Begin RECORDS FOR THIS TASK
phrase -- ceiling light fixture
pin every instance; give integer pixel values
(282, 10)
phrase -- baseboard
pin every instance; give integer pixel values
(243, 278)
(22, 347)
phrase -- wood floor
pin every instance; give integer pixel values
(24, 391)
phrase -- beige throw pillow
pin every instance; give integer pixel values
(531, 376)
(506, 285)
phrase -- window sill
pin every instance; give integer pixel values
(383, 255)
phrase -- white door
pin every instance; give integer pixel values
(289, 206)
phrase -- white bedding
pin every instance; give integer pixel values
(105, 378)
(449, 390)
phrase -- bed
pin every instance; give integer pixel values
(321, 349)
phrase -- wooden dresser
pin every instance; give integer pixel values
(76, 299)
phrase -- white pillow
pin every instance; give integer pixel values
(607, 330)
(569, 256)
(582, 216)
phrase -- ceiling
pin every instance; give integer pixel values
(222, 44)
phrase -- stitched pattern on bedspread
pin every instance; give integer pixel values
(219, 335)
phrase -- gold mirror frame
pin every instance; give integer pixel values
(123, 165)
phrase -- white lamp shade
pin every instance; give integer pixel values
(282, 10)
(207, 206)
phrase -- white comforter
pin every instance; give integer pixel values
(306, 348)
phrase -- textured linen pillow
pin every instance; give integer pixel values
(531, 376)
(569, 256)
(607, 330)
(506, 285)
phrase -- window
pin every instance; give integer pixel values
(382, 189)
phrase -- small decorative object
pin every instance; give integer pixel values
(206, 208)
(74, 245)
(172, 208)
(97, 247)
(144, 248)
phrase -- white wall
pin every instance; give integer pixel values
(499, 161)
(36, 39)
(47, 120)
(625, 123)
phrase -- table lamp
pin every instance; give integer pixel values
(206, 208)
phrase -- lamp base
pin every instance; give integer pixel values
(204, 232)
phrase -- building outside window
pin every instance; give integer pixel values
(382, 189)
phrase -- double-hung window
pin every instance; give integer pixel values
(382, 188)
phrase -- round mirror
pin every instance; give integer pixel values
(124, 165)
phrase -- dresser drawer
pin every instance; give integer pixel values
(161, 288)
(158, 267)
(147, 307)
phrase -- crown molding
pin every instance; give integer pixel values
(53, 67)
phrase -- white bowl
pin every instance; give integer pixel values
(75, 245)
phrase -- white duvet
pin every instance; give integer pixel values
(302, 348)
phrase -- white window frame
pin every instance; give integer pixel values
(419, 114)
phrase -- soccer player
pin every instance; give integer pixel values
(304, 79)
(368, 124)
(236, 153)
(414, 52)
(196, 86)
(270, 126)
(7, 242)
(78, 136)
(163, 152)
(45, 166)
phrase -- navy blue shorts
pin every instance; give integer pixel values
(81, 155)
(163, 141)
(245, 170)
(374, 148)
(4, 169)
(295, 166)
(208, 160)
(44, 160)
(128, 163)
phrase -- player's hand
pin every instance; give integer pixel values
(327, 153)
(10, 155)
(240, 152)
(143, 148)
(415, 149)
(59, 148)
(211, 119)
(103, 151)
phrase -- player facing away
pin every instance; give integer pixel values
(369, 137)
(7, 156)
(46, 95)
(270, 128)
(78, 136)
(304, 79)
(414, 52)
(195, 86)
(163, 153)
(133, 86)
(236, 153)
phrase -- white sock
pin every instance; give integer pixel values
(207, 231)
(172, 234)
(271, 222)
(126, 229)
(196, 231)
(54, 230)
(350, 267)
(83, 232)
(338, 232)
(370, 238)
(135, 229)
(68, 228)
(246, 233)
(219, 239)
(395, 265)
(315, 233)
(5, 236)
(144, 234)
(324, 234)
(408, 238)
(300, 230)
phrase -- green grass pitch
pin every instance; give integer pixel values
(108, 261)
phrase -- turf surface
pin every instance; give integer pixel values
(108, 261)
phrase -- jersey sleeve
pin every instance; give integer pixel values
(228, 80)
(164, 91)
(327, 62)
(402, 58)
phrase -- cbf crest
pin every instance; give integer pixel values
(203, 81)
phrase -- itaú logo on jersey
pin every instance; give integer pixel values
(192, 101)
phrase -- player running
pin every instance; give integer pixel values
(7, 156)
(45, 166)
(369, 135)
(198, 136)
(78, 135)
End RECORDS FOR THIS TASK
STATED PROBLEM -
Convert every line of the entries above into a JSON list of strings, one string per line, leaving out blank lines.

WRITTEN REPLY -
[
  "phrase -- ceiling light fixture",
  "pin every instance; give integer pixel values",
  "(282, 10)",
  "phrase -- baseboard",
  "pin every instance; give integer pixel values",
  "(243, 278)",
  "(22, 347)",
  "phrase -- wood floor",
  "pin every instance; give integer pixel values",
  "(24, 391)",
  "phrase -- beige throw pillow",
  "pin every instance; give integer pixel values",
  "(531, 376)",
  "(506, 285)",
  "phrase -- window sill",
  "pin every instance; give integer pixel values",
  "(383, 255)",
  "phrase -- white door",
  "pin every instance; give integer pixel values",
  "(289, 206)",
  "phrase -- white bedding",
  "pin every instance; give integer pixel values",
  "(105, 378)",
  "(449, 390)",
  "phrase -- bed",
  "pin every instance; give integer pixel values",
  "(321, 349)",
  "phrase -- wooden dresser",
  "pin every instance; give integer pixel values",
  "(76, 299)",
  "phrase -- white pillow",
  "pin every instance; give integer pixel values",
  "(607, 330)",
  "(569, 256)",
  "(582, 216)",
  "phrase -- ceiling",
  "pin every instance; give integer pixel values",
  "(222, 44)",
  "phrase -- stitched pattern on bedspread",
  "pin every instance; give integer pixel values",
  "(219, 335)",
  "phrase -- gold mirror frame",
  "pin every instance; give integer pixel values",
  "(123, 165)",
  "phrase -- white lamp shade",
  "pin every instance; give integer pixel values",
  "(282, 10)",
  "(207, 206)",
  "phrase -- white comforter",
  "pin every instance; give integer pixel values",
  "(306, 348)",
  "phrase -- textured linen pillow",
  "pin every instance; give integer pixel values",
  "(531, 376)",
  "(569, 256)",
  "(607, 330)",
  "(506, 285)",
  "phrase -- window",
  "pin every instance; give integer pixel values",
  "(382, 189)",
  "phrase -- small decorative object",
  "pin every instance; give integer pixel values",
  "(206, 208)",
  "(74, 245)",
  "(172, 208)",
  "(97, 247)",
  "(144, 248)",
  "phrase -- white wall",
  "pin every instance; give integer pixel values",
  "(499, 161)",
  "(36, 39)",
  "(47, 120)",
  "(625, 123)",
  "phrase -- table lamp",
  "pin every instance; give integer pixel values",
  "(206, 208)",
  "phrase -- lamp base",
  "pin every instance; give integer pixel values",
  "(204, 232)",
  "phrase -- building outside window",
  "pin every instance; give integer pixel values",
  "(382, 189)",
  "phrase -- double-hung window",
  "pin every instance; give integer pixel values",
  "(382, 188)",
  "phrase -- round mirror",
  "pin every instance; give integer pixel values",
  "(124, 165)",
  "phrase -- dresser drawer",
  "pin every instance; give integer pixel values",
  "(161, 288)",
  "(158, 267)",
  "(147, 307)",
  "phrase -- crown molding",
  "pin every instance; give integer pixel values",
  "(53, 67)",
  "phrase -- white bowl",
  "pin every instance; give integer pixel values",
  "(75, 245)",
  "phrase -- white duvet",
  "pin every instance; give integer pixel values",
  "(302, 348)",
  "phrase -- white window frame",
  "pin every instance; give integer pixel values",
  "(419, 114)",
  "phrase -- soccer player",
  "pin every instance; give integer pixel values",
  "(304, 79)",
  "(368, 124)",
  "(236, 153)",
  "(414, 52)",
  "(196, 86)",
  "(270, 126)",
  "(7, 242)",
  "(78, 136)",
  "(163, 152)",
  "(45, 166)",
  "phrase -- navy blue shorts",
  "pin every instance; give integer pixel values",
  "(81, 155)",
  "(163, 141)",
  "(245, 170)",
  "(374, 148)",
  "(4, 169)",
  "(295, 166)",
  "(208, 160)",
  "(44, 160)",
  "(128, 163)",
  "phrase -- player's hand",
  "pin every instance; give integer pixel values",
  "(327, 153)",
  "(10, 155)",
  "(240, 152)",
  "(143, 148)",
  "(415, 149)",
  "(59, 148)",
  "(211, 119)",
  "(103, 151)",
  "phrase -- player facing away",
  "pin every instance; give integer pixel values",
  "(369, 137)",
  "(7, 156)",
  "(46, 95)",
  "(270, 128)",
  "(78, 136)",
  "(304, 79)",
  "(414, 52)",
  "(195, 86)",
  "(163, 153)",
  "(133, 86)",
  "(236, 153)",
  "phrase -- white sock",
  "pin every instance; give integer pixel values",
  "(207, 231)",
  "(172, 234)",
  "(271, 222)",
  "(126, 229)",
  "(196, 231)",
  "(54, 230)",
  "(350, 267)",
  "(83, 232)",
  "(338, 232)",
  "(370, 238)",
  "(135, 229)",
  "(68, 228)",
  "(246, 233)",
  "(219, 239)",
  "(395, 265)",
  "(315, 233)",
  "(5, 236)",
  "(144, 234)",
  "(324, 234)",
  "(408, 238)",
  "(300, 230)",
  "phrase -- green grass pitch",
  "pin every instance; give integer pixel values",
  "(108, 261)",
  "phrase -- turf surface",
  "pin every instance; give integer pixel values",
  "(108, 261)",
  "phrase -- jersey sleeve",
  "pin every instance; give integer pixel values",
  "(228, 80)",
  "(164, 91)",
  "(327, 62)",
  "(402, 58)",
  "phrase -- cbf crest",
  "pin every instance; give integer pixel values",
  "(203, 81)",
  "phrase -- itaú logo on jersey",
  "pin every instance; give integer pixel values",
  "(192, 101)",
  "phrase -- player running",
  "pin every instance; give integer pixel values",
  "(7, 156)",
  "(45, 166)",
  "(369, 135)",
  "(198, 136)",
  "(78, 135)"
]